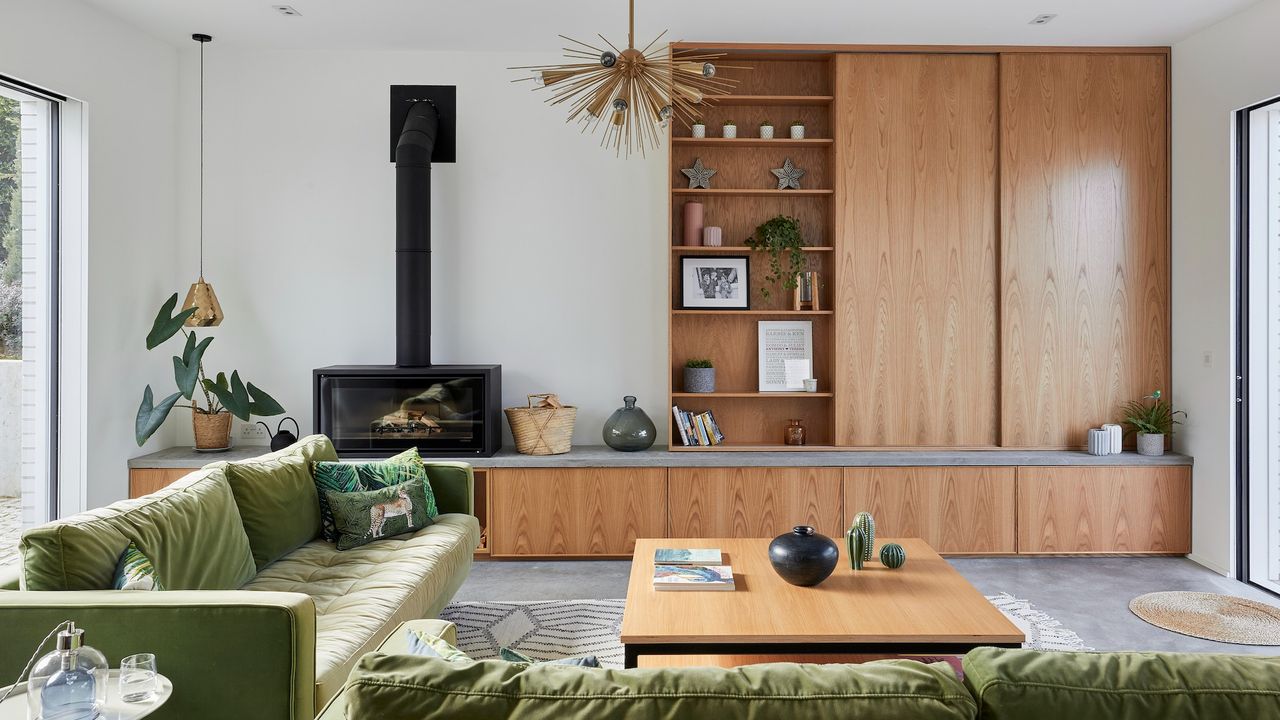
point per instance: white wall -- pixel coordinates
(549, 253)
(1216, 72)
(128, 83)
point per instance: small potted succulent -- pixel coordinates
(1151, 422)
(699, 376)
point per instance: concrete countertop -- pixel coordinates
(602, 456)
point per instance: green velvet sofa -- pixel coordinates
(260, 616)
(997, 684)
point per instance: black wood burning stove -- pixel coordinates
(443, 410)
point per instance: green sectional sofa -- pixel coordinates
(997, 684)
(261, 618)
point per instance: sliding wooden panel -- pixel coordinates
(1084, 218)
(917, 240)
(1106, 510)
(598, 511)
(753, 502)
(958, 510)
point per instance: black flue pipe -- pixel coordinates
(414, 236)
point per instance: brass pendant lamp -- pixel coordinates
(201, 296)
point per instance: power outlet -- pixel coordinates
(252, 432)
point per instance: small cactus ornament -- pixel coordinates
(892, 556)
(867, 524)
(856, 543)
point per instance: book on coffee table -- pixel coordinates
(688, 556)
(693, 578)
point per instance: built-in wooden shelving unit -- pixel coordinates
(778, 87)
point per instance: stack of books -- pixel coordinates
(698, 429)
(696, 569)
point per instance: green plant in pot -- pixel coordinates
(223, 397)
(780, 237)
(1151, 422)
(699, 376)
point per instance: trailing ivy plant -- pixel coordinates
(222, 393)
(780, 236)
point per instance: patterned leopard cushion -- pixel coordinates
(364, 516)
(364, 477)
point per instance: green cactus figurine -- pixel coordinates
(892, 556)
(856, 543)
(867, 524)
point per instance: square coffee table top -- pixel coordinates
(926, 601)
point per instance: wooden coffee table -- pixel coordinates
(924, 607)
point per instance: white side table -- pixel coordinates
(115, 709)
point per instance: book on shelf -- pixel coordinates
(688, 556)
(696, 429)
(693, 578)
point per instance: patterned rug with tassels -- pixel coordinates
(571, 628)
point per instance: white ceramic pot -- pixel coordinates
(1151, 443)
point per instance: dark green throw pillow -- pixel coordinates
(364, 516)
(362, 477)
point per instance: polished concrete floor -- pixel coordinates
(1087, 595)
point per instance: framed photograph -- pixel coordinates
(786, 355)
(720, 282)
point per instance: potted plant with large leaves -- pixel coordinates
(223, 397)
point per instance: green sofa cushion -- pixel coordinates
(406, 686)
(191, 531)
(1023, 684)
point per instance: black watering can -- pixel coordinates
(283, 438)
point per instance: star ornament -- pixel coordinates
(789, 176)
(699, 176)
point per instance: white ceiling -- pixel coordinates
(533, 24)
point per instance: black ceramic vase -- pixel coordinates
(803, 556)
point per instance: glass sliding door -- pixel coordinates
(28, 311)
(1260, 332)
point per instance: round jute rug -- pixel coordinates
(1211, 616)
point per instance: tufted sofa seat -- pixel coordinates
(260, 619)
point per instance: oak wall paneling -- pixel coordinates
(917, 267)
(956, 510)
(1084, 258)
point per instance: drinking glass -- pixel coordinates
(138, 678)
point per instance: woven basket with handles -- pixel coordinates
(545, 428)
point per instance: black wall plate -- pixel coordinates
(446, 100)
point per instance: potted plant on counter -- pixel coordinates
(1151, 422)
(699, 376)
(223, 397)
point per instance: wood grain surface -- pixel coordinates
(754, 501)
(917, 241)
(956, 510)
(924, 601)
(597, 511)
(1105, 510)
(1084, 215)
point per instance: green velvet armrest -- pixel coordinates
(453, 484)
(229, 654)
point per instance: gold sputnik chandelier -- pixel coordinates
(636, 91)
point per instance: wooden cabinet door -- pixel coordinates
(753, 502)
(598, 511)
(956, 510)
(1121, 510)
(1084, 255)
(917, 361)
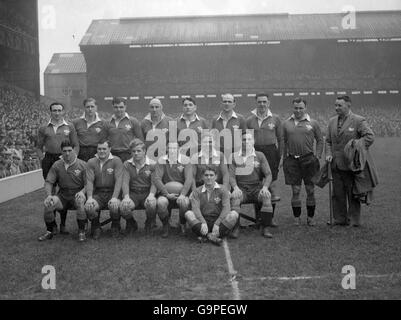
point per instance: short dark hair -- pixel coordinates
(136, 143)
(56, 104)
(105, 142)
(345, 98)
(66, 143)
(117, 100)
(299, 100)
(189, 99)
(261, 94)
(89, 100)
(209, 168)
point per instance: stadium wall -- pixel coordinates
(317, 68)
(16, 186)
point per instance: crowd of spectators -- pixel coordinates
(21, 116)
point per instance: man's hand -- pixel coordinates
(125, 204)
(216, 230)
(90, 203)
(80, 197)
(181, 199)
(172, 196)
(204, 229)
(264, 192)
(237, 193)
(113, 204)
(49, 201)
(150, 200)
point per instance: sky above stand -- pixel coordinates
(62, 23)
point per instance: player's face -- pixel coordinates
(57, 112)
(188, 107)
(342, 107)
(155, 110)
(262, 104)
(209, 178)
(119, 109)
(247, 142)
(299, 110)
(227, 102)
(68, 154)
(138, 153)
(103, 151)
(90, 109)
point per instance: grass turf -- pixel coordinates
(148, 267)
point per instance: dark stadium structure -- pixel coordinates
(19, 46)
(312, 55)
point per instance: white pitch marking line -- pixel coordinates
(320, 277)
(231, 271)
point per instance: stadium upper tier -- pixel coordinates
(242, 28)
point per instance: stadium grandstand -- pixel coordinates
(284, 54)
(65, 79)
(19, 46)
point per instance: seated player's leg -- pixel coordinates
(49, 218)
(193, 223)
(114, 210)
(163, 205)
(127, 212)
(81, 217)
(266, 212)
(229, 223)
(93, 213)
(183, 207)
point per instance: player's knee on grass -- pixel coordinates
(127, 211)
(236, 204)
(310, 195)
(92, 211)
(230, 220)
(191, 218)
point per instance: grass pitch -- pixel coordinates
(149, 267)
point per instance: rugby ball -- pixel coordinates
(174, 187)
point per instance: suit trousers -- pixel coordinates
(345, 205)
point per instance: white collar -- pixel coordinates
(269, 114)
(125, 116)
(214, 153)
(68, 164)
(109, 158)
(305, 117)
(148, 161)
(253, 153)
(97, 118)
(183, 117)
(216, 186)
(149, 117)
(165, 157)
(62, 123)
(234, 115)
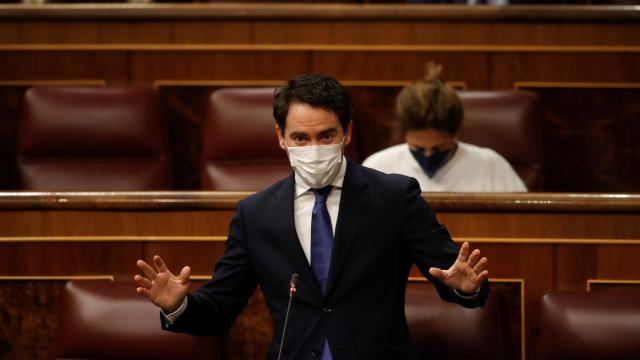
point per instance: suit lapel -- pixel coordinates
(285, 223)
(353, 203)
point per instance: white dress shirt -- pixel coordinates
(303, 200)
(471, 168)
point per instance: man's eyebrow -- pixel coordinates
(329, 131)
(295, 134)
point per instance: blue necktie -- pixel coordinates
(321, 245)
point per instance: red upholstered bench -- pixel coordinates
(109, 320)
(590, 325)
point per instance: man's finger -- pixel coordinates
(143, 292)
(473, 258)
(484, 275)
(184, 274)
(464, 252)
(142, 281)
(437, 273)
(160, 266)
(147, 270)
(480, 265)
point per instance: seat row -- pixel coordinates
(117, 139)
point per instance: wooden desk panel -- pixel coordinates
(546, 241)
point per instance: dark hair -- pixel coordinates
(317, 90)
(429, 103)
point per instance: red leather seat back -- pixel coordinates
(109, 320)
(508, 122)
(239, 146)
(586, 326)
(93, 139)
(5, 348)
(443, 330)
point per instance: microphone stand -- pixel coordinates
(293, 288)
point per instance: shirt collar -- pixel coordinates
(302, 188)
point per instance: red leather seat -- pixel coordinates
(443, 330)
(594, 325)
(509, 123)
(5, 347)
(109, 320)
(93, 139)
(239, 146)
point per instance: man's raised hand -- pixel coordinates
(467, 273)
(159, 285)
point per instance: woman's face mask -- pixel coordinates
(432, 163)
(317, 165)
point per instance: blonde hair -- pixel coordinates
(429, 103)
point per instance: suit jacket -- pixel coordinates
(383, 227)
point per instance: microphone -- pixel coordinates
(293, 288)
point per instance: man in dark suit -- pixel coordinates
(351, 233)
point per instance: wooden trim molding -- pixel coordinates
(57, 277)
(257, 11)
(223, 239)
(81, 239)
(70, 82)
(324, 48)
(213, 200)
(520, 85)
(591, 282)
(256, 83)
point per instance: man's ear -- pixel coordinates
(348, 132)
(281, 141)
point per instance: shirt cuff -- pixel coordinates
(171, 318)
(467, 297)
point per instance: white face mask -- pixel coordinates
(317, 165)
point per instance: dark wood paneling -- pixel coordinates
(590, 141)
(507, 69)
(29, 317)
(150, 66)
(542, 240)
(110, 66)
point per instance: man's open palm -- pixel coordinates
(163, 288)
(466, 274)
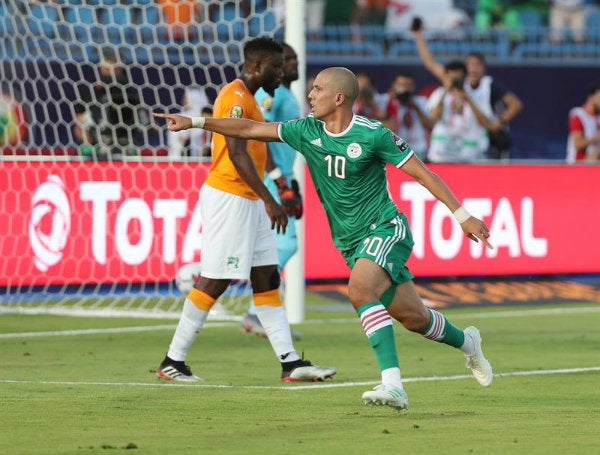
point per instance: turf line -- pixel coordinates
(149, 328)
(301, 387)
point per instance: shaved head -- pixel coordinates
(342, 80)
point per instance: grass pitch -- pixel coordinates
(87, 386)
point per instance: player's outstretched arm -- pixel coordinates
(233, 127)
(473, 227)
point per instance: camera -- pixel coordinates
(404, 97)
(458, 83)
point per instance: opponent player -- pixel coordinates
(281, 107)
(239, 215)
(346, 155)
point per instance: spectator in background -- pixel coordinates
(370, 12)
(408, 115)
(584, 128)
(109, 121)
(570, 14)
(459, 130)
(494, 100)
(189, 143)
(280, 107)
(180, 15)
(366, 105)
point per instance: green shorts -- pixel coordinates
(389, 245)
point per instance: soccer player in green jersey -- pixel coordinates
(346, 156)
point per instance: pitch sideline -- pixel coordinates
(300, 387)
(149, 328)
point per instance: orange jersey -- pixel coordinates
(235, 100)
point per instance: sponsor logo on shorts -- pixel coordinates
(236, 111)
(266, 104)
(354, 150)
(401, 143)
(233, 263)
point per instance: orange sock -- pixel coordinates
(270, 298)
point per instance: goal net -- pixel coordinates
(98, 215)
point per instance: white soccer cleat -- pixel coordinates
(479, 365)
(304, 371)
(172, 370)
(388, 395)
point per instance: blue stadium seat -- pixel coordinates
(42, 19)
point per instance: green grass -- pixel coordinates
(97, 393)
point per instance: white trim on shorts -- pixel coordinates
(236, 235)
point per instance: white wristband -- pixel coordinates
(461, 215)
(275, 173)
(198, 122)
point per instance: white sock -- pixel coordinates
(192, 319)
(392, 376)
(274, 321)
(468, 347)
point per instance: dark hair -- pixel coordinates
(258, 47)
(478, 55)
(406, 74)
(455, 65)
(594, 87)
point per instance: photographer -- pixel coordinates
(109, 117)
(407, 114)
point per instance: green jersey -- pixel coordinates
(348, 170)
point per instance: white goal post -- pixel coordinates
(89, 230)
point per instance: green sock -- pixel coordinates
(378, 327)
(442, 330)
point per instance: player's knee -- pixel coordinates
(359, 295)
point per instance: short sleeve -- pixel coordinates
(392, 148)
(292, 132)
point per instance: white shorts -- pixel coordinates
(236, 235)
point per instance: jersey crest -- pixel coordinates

===============

## Goal of the exercise
Starting with the line that contains "point per instance: white wristband", print each line through the last one in the listing. Include both end lines and add nothing.

## Reply
point per instance: white wristband -- pixel coordinates
(461, 215)
(275, 173)
(198, 122)
point per instance: white sock -- pixel coordinates
(192, 319)
(392, 376)
(274, 321)
(468, 347)
point per instance: dark hair -- pixel coordinates
(258, 47)
(478, 55)
(406, 74)
(455, 65)
(594, 87)
point per instance: photographer -- pixel coordinates
(109, 117)
(407, 114)
point per instance: green jersey -- pixel coordinates
(348, 170)
point per instance: white goal post -- pixel coordinates
(89, 230)
point per instance: green sock -- pixel coordinates
(378, 327)
(442, 330)
point per instance: player's knee -- pixel coordinates
(359, 295)
point per instance: short sleeve -- pixel coordinates
(392, 148)
(292, 132)
point per instance: white shorts -- pixel coordinates
(236, 235)
point per instance: jersey crest -- pixel coordinates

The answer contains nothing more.